题目要求. 改一下下面的记录：从第一行抄到含有“[299,95,388,179]”的那一行（包括这一行），把“green tree”换成“leafy tree”，其他地方保持原样。

已给记录.

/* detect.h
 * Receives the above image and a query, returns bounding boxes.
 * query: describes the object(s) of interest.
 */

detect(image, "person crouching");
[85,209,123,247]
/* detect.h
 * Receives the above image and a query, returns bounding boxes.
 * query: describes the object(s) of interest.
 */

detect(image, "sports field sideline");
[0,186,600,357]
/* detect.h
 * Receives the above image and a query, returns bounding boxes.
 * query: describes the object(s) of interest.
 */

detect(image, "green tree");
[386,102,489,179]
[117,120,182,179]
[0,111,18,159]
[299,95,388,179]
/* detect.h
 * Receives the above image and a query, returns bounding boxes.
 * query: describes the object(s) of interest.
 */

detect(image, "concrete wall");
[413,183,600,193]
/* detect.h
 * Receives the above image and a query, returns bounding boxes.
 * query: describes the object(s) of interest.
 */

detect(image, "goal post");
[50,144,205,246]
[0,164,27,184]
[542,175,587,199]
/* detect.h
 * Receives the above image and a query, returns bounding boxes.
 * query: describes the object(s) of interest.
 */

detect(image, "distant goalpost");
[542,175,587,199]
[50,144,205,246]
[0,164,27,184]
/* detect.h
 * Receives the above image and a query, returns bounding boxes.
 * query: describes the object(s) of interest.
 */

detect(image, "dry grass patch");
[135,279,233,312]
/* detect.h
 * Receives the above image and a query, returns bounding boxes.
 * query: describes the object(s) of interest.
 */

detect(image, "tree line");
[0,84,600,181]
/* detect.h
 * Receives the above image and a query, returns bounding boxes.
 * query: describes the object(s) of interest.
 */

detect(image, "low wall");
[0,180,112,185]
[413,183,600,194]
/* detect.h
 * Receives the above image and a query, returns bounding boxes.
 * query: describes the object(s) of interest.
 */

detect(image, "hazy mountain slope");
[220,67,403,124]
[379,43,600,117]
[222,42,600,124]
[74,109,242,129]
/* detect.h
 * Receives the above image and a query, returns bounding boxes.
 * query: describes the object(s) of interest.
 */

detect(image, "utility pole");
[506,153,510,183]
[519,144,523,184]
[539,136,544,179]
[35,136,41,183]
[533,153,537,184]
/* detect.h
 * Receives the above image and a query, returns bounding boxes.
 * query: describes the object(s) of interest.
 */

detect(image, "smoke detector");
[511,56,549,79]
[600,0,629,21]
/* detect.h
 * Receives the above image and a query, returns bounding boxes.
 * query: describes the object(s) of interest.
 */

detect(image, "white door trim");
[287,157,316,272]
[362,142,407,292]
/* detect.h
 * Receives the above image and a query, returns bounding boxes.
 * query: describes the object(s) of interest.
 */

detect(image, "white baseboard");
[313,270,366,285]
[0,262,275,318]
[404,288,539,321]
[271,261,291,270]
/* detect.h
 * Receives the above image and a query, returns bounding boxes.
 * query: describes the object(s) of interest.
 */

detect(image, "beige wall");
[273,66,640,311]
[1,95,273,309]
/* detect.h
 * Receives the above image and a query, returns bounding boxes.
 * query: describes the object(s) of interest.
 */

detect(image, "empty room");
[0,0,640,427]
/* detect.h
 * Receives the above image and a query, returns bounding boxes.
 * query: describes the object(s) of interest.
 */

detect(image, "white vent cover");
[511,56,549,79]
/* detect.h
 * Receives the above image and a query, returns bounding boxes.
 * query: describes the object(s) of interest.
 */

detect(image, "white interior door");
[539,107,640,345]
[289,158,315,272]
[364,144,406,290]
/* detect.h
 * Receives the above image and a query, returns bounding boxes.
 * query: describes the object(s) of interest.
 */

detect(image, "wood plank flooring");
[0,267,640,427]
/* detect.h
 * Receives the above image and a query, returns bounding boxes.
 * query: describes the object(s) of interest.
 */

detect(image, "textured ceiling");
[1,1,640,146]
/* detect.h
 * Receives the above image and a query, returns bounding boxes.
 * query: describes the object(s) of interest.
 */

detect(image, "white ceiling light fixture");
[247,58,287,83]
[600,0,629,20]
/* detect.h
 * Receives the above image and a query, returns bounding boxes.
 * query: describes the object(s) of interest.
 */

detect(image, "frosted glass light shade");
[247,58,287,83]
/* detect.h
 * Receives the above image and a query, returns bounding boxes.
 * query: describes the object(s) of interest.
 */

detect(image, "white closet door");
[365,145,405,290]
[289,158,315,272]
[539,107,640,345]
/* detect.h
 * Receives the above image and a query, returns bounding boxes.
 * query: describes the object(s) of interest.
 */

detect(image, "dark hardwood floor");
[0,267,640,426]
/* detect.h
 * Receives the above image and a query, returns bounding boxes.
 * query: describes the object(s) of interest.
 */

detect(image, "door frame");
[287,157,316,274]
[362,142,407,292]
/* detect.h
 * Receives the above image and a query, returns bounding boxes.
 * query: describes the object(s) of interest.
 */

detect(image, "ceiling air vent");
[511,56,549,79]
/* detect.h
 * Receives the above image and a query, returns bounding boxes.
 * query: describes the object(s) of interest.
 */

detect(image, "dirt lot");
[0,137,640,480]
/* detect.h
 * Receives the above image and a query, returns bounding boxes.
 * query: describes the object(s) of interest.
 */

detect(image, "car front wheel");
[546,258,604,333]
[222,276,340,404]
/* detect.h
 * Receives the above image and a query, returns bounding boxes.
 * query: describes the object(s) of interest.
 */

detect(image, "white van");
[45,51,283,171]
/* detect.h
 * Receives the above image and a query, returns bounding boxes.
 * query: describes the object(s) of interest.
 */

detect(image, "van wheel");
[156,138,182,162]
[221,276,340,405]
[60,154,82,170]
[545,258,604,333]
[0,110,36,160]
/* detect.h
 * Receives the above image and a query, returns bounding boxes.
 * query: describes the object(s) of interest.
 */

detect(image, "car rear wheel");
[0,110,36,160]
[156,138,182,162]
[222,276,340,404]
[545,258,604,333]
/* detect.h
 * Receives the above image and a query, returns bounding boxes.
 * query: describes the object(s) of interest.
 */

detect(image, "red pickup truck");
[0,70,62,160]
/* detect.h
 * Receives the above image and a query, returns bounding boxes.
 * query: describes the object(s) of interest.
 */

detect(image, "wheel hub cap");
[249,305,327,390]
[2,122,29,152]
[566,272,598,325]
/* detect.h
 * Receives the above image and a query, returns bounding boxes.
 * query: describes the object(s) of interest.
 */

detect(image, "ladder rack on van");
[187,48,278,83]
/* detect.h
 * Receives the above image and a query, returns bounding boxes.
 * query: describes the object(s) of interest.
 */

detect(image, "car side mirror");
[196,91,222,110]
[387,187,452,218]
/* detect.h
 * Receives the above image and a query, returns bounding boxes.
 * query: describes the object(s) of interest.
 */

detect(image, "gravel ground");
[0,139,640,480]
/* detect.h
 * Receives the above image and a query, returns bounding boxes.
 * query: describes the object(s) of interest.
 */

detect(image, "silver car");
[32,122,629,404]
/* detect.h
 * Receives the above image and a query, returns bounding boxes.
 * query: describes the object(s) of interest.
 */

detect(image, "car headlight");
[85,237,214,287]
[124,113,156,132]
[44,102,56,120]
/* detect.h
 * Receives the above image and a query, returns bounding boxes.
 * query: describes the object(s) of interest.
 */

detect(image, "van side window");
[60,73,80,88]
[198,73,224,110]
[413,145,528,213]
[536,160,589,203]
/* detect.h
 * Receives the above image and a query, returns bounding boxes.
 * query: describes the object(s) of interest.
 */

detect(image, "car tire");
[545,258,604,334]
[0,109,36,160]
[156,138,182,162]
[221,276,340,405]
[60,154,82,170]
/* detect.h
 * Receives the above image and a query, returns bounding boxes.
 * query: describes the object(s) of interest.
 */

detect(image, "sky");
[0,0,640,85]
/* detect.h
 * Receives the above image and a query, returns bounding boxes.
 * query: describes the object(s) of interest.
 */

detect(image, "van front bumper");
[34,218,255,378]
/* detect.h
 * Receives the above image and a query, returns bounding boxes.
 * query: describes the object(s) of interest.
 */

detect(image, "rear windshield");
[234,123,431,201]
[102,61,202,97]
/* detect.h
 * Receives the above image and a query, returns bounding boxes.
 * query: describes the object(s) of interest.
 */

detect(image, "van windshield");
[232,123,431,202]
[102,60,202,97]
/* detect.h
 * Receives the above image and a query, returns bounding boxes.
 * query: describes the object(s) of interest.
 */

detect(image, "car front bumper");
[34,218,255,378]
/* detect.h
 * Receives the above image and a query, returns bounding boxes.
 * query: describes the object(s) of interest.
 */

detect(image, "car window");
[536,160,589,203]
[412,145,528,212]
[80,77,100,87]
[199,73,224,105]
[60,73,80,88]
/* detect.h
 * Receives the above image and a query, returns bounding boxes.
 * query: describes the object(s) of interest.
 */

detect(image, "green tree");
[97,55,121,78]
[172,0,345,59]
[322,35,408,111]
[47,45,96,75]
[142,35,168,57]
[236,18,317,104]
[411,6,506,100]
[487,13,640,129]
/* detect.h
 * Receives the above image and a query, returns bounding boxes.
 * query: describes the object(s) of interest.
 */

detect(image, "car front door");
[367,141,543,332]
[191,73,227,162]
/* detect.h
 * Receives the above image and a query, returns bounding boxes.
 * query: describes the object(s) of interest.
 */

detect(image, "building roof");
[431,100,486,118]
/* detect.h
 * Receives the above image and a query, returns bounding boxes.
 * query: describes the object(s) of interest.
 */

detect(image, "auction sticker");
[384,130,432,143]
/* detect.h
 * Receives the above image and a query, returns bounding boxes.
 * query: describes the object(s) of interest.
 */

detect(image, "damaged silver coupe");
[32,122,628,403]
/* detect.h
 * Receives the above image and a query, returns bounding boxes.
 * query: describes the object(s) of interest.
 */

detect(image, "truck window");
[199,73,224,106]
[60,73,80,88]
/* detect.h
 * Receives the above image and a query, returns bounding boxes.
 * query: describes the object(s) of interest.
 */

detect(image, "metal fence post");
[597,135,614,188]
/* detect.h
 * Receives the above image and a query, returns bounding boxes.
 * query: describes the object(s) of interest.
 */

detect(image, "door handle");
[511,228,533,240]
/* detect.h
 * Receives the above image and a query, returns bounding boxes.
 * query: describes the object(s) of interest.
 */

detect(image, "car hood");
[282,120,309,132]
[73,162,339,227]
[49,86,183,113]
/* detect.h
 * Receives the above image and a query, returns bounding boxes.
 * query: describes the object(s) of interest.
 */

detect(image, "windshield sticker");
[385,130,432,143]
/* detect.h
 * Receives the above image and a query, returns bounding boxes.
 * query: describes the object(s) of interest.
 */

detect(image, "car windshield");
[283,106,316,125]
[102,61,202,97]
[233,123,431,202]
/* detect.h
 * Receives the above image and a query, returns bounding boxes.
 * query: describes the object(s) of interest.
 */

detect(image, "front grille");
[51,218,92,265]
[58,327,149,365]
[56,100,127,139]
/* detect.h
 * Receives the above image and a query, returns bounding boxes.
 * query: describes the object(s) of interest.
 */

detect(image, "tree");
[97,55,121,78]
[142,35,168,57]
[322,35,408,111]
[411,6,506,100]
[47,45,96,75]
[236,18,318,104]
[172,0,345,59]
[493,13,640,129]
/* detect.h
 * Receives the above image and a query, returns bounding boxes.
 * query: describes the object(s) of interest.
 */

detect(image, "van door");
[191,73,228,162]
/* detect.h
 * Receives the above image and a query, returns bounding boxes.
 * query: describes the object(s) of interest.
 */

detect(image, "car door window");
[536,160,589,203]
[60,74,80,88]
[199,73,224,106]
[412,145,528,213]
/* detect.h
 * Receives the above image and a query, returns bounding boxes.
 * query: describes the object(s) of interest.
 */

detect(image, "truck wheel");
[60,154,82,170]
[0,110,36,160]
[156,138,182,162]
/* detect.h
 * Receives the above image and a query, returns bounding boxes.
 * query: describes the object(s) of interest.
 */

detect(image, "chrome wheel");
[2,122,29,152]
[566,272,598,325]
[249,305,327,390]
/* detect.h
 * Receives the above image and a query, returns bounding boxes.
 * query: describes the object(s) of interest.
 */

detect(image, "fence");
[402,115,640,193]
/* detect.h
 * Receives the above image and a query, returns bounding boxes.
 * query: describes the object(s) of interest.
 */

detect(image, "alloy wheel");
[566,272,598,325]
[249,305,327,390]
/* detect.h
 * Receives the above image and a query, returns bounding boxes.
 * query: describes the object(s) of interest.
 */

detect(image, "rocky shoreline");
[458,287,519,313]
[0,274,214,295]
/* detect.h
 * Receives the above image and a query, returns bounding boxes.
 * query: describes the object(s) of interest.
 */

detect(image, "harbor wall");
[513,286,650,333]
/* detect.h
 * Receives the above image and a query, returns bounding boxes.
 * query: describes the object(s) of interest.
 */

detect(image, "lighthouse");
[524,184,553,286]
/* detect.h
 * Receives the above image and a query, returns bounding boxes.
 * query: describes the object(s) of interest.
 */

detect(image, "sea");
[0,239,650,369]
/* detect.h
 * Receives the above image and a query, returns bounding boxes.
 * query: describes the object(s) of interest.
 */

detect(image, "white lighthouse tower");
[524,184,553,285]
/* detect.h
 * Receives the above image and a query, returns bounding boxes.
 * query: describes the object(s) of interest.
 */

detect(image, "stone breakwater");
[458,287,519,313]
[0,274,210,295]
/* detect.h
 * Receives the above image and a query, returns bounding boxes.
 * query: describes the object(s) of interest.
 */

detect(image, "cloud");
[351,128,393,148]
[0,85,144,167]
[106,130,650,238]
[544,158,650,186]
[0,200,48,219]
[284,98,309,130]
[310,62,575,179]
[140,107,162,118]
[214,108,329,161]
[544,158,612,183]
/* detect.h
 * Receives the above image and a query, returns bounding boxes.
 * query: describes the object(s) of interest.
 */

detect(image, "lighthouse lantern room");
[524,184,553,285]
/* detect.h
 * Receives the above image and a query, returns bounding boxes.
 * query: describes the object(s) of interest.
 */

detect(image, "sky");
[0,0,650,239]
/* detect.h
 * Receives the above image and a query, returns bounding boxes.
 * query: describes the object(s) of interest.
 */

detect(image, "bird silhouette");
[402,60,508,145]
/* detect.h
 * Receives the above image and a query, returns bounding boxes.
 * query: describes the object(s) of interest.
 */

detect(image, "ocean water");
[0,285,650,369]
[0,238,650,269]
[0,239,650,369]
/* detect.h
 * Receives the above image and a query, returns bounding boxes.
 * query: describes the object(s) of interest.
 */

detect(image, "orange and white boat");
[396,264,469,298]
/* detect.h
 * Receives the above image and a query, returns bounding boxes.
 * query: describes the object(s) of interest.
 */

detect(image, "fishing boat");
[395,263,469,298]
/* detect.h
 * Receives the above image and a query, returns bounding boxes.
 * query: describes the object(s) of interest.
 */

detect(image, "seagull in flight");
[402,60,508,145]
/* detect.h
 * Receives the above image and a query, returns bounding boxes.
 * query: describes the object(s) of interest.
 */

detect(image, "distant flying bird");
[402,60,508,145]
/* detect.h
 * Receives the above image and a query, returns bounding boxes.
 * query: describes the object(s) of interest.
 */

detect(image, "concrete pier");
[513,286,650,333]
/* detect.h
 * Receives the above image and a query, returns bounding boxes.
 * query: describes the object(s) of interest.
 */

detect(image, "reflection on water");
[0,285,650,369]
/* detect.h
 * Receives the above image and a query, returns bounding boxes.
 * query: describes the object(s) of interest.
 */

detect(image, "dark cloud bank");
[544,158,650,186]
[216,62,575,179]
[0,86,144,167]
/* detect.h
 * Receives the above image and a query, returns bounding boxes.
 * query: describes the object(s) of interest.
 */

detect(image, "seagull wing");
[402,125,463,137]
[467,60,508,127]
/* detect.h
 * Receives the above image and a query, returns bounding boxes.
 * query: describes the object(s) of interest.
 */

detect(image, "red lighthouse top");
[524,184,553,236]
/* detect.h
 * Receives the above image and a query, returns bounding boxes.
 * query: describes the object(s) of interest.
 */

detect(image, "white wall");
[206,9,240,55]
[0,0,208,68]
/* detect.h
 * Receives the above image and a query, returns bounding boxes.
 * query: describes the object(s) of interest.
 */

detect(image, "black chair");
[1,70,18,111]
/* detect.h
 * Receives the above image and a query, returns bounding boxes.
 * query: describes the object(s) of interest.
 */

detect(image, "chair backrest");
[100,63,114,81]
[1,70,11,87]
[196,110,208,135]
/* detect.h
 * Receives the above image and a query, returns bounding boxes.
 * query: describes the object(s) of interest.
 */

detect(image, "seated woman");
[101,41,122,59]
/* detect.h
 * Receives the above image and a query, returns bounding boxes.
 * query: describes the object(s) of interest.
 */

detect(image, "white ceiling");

完成结果.
/* detect.h
 * Receives the above image and a query, returns bounding boxes.
 * query: describes the object(s) of interest.
 */

detect(image, "person crouching");
[85,209,123,247]
/* detect.h
 * Receives the above image and a query, returns bounding boxes.
 * query: describes the object(s) of interest.
 */

detect(image, "sports field sideline");
[0,186,600,357]
/* detect.h
 * Receives the above image and a query, returns bounding boxes.
 * query: describes the object(s) of interest.
 */

detect(image, "leafy tree");
[386,102,489,179]
[117,120,182,179]
[0,111,18,159]
[299,95,388,179]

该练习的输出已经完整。